### AUFGABENSTELLUNG
Geben Sie den Abschnitt des Textauszugs von „5. Auf Dauer“ bis „geltend zu machen.“ wortgetreu aus.

4.4. Diese Befreiungsmöglichkeit steht unter Terminsverlust. Für den Fall eines auch nur teilweisen Zahlungsverzugs tritt die Befreiungsmöglichkeit außer Kraft und leben die im Punkt 3. genannten Zahlungsverpflichtungen vollinhaltlich auf. Im Falle des Zahlungsverzugs ist die klagende Partei zur exekutiven Geltendmachung dieser Zahlungsverpflichtungen berechtigt.
5. Auf Dauer der fristgerechten und vollständigen Erfüllung der in diesem Vergleich festgehaltenen Zahlungsverpflichtungen durch die beklagte Partei bzw die Herren ... (der Geschäftsführer und die beiden Gesellschafter) ... erklärt die klagende Partei, von den in den Verfahren ... Landesgericht Wiener Neustadt und ... Landesgericht Wiener Neustadt erwirkten Wechselzahungsaufträgen keinen gerichtlichen, insbesondere keinen exekutiven Gebrauch zu machen und allfällige noch laufende Exekutionsverfahren vor dem Bezirksgericht Baden zur Einstellung zu bringen. Überdies erklärt die klagende Partei, die in Beilage ./E verzeichneten Forderungen, soweit sie Gegenstand dieses Vergleichs geworden sind, nicht gerichtlich geltend zu machen.

### EXTRAHIERTE DATEN
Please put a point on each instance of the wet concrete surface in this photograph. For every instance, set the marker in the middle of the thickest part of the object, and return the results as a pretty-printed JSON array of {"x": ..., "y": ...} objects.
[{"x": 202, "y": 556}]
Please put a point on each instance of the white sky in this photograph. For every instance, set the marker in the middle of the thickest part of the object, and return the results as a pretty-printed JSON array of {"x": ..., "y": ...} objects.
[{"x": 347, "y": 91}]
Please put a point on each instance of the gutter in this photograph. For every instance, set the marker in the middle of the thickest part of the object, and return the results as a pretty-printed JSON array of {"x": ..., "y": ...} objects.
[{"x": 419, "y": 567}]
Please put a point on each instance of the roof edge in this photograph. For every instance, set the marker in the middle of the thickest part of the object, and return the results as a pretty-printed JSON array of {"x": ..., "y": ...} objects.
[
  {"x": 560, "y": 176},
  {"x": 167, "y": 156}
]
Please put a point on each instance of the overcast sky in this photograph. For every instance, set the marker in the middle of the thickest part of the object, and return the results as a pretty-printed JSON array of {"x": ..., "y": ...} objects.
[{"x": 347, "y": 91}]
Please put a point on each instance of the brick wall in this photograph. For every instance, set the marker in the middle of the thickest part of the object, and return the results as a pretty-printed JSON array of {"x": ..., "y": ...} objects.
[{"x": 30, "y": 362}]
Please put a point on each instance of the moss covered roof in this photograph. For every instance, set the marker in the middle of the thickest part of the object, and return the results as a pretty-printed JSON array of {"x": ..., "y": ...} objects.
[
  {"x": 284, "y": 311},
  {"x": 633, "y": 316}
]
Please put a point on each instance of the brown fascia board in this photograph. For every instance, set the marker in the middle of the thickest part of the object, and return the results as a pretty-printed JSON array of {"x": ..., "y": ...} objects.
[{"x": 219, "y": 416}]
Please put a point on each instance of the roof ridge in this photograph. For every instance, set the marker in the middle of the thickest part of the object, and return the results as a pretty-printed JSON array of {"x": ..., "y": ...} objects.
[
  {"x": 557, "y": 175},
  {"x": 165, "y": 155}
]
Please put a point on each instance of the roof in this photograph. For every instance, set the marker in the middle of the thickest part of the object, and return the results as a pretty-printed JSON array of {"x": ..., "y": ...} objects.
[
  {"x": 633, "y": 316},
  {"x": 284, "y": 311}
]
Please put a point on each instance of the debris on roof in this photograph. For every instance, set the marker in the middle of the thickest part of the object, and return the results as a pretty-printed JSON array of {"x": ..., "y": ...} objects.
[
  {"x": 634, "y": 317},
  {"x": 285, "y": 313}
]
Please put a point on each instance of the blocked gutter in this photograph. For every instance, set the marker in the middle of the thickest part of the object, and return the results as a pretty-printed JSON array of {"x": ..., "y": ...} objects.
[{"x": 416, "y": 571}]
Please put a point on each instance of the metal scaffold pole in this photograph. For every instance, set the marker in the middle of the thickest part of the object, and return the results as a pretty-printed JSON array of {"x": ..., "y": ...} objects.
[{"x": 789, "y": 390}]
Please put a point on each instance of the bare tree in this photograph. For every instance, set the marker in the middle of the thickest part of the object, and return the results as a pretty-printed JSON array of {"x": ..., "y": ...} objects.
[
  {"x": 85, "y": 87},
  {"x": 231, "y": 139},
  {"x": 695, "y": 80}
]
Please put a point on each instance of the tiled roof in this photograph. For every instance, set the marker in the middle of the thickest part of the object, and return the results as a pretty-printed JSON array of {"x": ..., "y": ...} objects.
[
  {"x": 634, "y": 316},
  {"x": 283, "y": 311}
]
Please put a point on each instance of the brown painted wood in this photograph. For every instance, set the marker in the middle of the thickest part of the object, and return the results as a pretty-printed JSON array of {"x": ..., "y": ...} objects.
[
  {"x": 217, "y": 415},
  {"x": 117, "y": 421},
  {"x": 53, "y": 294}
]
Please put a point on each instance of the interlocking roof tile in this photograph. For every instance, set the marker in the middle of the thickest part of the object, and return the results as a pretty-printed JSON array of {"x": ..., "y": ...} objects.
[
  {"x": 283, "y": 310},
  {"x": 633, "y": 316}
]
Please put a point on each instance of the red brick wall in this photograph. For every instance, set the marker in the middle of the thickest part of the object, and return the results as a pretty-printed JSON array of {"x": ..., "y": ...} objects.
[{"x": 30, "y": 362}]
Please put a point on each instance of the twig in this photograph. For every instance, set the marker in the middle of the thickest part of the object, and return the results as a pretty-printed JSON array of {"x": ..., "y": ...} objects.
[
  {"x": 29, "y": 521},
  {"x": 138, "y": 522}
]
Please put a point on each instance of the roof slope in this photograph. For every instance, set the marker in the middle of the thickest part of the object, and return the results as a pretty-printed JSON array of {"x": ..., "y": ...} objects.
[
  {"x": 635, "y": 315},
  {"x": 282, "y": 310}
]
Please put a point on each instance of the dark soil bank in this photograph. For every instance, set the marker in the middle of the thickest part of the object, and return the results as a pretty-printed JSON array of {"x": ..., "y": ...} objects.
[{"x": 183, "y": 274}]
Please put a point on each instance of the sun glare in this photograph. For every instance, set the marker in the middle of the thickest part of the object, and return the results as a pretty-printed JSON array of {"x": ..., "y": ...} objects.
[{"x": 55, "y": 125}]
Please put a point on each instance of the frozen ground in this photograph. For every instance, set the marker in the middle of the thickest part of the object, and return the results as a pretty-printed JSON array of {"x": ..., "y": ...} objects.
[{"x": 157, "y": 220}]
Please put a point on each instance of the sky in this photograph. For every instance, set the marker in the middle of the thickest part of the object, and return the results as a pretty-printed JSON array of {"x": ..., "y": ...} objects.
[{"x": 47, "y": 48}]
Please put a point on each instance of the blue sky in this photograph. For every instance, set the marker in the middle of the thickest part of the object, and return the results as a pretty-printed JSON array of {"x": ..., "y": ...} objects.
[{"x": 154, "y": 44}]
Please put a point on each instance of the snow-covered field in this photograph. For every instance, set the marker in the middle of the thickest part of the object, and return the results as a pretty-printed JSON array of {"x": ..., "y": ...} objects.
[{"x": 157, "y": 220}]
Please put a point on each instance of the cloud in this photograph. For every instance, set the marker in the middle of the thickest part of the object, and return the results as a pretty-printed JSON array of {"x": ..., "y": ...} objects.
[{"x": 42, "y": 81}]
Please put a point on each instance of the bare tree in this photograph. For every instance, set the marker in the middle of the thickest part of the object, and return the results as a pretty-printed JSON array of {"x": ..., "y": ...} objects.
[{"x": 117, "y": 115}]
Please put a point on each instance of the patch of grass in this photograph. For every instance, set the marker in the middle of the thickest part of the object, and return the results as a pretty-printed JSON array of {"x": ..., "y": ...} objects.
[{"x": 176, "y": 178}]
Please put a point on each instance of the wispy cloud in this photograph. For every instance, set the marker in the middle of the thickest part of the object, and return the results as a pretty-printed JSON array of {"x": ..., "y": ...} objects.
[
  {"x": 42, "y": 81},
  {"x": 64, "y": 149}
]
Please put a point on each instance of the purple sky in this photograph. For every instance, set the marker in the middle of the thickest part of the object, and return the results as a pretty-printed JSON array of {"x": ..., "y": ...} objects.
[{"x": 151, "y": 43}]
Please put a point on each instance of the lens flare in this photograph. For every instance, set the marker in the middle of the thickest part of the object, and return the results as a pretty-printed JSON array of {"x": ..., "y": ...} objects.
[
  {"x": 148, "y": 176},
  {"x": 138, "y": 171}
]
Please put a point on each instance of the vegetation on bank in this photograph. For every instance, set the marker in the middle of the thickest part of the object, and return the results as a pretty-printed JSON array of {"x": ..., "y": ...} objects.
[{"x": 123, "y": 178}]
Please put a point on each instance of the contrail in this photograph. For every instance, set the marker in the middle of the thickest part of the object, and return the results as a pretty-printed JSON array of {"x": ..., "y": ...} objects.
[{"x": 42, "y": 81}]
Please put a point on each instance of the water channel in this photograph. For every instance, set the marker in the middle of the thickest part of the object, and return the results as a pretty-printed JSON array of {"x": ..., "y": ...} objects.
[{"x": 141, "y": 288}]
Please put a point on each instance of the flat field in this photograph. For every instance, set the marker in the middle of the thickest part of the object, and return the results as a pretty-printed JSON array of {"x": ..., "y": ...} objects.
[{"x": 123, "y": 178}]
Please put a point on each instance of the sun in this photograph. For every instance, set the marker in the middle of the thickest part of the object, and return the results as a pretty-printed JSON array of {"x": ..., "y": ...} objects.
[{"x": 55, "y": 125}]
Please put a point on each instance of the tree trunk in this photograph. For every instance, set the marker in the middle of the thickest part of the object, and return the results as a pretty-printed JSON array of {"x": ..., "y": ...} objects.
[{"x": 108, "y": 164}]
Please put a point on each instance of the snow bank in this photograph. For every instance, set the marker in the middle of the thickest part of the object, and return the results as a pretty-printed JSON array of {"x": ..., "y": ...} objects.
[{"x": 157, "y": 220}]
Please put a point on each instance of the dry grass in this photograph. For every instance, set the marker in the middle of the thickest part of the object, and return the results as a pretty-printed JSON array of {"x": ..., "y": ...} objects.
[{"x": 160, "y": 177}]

### LÖSUNG
5. Auf Dauer der fristgerechten und vollständigen Erfüllung der in diesem Vergleich festgehaltenen Zahlungsverpflichtungen durch die beklagte Partei bzw die Herren ... (der Geschäftsführer und die beiden Gesellschafter) ... erklärt die klagende Partei, von den in den Verfahren ... Landesgericht Wiener Neustadt und ... Landesgericht Wiener Neustadt erwirkten Wechselzahungsaufträgen keinen gerichtlichen, insbesondere keinen exekutiven Gebrauch zu machen und allfällige noch laufende Exekutionsverfahren vor dem Bezirksgericht Baden zur Einstellung zu bringen. Überdies erklärt die klagende Partei, die in Beilage ./E verzeichneten Forderungen, soweit sie Gegenstand dieses Vergleichs geworden sind, nicht gerichtlich geltend zu machen.